What needs to be done: Reproduce the material below word for word, keeping every line in its original order.

━━━ Input records

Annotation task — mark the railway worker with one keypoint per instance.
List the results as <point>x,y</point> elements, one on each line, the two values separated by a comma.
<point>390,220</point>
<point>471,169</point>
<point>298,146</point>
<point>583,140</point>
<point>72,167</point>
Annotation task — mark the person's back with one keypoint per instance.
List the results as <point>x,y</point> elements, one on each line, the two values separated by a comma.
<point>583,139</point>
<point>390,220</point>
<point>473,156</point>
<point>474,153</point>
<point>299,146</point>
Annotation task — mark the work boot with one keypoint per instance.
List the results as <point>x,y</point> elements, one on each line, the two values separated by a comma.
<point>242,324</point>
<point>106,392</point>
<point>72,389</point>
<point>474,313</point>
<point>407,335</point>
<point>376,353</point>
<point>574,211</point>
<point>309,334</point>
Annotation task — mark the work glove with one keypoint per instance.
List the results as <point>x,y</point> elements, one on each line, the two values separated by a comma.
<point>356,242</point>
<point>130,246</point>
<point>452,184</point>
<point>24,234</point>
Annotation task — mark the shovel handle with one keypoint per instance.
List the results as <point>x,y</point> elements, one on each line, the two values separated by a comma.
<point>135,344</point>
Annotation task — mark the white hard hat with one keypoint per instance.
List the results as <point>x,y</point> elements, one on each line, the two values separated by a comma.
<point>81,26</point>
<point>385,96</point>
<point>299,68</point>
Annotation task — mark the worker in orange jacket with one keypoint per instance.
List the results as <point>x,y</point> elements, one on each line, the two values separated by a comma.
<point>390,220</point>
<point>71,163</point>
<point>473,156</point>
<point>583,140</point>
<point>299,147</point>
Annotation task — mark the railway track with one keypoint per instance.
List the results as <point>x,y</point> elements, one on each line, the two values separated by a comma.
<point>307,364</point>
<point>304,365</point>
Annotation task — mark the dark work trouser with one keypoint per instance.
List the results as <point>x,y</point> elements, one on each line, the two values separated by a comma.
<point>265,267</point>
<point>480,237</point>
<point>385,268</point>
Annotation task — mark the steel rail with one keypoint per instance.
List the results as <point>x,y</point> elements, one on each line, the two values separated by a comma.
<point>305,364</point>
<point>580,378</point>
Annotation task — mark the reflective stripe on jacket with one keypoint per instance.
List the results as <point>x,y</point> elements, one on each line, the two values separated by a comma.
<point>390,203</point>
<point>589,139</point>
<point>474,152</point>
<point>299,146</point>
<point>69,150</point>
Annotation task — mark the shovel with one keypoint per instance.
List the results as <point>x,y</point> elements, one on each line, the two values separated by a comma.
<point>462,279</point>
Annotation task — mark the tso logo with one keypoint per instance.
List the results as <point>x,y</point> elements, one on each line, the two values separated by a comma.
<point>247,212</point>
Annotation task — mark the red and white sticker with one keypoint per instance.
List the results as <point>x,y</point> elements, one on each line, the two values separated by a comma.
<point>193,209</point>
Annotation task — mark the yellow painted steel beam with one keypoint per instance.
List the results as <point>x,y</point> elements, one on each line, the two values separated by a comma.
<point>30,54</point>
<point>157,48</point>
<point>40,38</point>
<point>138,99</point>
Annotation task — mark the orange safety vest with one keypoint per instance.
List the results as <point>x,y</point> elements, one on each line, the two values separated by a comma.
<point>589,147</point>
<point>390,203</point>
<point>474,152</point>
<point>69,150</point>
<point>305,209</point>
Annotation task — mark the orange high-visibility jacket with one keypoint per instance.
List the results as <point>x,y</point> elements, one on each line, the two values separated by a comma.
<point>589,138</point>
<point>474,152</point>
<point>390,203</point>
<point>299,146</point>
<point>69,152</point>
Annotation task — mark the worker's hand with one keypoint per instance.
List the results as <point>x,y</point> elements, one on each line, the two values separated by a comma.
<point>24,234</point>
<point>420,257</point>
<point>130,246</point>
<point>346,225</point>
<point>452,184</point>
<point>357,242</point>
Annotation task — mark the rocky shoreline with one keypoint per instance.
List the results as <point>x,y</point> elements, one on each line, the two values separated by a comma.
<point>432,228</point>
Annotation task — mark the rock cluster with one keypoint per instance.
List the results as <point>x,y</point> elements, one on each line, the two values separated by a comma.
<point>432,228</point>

━━━━━━

Answer for this exercise:
Annotation task — mark the railway worker with one keypoint per instance.
List the results as <point>x,y</point> elements, one on each line, the two values separated by a comma.
<point>390,220</point>
<point>471,169</point>
<point>298,146</point>
<point>583,140</point>
<point>72,167</point>
Annotation task — mark the person's back with one keypoint per instance.
List the results as <point>x,y</point> elements, one on each line, the two values separated by a comma.
<point>583,139</point>
<point>390,220</point>
<point>473,156</point>
<point>474,153</point>
<point>299,146</point>
Annotation task — mark the work boot with one keypoint per instance.
List the results as <point>x,y</point> elements, one on each line, the two values separated by a comma.
<point>242,324</point>
<point>106,392</point>
<point>72,389</point>
<point>474,313</point>
<point>407,335</point>
<point>376,353</point>
<point>574,211</point>
<point>309,334</point>
Annotation task — mark the work glove with one keypoint per instance.
List the results as <point>x,y</point> elements, one on each line, the two values separated by a comma.
<point>356,242</point>
<point>130,246</point>
<point>452,184</point>
<point>24,234</point>
Annotation task — mark the shovel handle with one keypoint per instance.
List the results as <point>x,y</point> elements, one on each line, the two values separated by a comma.
<point>135,344</point>
Annotation task — mark the white hard hat with one keypoint per instance.
List the results as <point>x,y</point> elements, one on each line, the two values separated by a comma.
<point>81,26</point>
<point>385,96</point>
<point>299,68</point>
Annotation task — mark the worker in orange jacket with one keypoint per instance.
List the results as <point>x,y</point> elements, one on each line, the two values separated by a comma.
<point>390,220</point>
<point>71,163</point>
<point>473,156</point>
<point>583,140</point>
<point>299,147</point>
Annotation task — mark the railway track with one keypoint per instance.
List the results as <point>x,y</point> elements, one on each line, the two values separated by a comma.
<point>307,364</point>
<point>304,365</point>
Annotation task — mark the dark work trouser with one keypoint per instance.
List the results as <point>x,y</point> elements, one on each line, the two values separated by a comma.
<point>265,267</point>
<point>480,237</point>
<point>385,268</point>
Annotation task — mark the steel rail with one keypoint per instance.
List the results as <point>x,y</point> elements, one on each line, the two values separated by a comma.
<point>305,364</point>
<point>580,378</point>
Annotation task — mark the reflective stripe on jacket with one keypoint per instance.
List the results as <point>x,y</point> elements, one on each line, the two values separated by a comma.
<point>390,203</point>
<point>589,139</point>
<point>474,152</point>
<point>299,146</point>
<point>69,150</point>
Annotation task — mark the shovel with one keypoint per instance.
List the results as <point>x,y</point> elements, one on each line, the two values separated by a comma.
<point>462,279</point>
Annotation task — mark the tso logo with one keypoint per instance.
List the results as <point>x,y</point> elements, one on each line, the two values separated by a comma.
<point>247,212</point>
Annotation task — mark the red and white sticker with one keypoint per instance.
List the results as <point>x,y</point> elements, one on each line, the two values separated by a comma.
<point>193,209</point>
Annotation task — mark the yellow painted steel beam with one keypoint per instance.
List the results as <point>x,y</point> elements, one on each line, the two values separated by a comma.
<point>30,54</point>
<point>157,48</point>
<point>40,38</point>
<point>138,99</point>
Annotation task — mark the orange safety vest with one keypoint per instance.
List the results as <point>x,y</point> elements, one on each line, the two values separated by a comma.
<point>589,147</point>
<point>390,203</point>
<point>474,152</point>
<point>69,150</point>
<point>305,209</point>
Annotation task — mark the orange high-visibility jacket with one keypoint per instance.
List the results as <point>x,y</point> elements, one on each line, the two values separated by a comma.
<point>589,138</point>
<point>474,152</point>
<point>390,203</point>
<point>299,146</point>
<point>69,152</point>
Annotation task — mark the worker's hand with one keypoint per instance.
List the results as <point>x,y</point> elements, one on each line, the two values separated by a comma.
<point>24,234</point>
<point>420,257</point>
<point>130,246</point>
<point>346,225</point>
<point>452,184</point>
<point>357,242</point>
Annotation task — mark the rocky shoreline with one keypoint per instance.
List the results as <point>x,y</point> elements, one on each line, the two values separated by a comma.
<point>432,228</point>
Annotation task — mark the rock cluster with one keypoint per instance.
List the results as <point>x,y</point> elements, one on each line, the two values separated by a comma.
<point>432,228</point>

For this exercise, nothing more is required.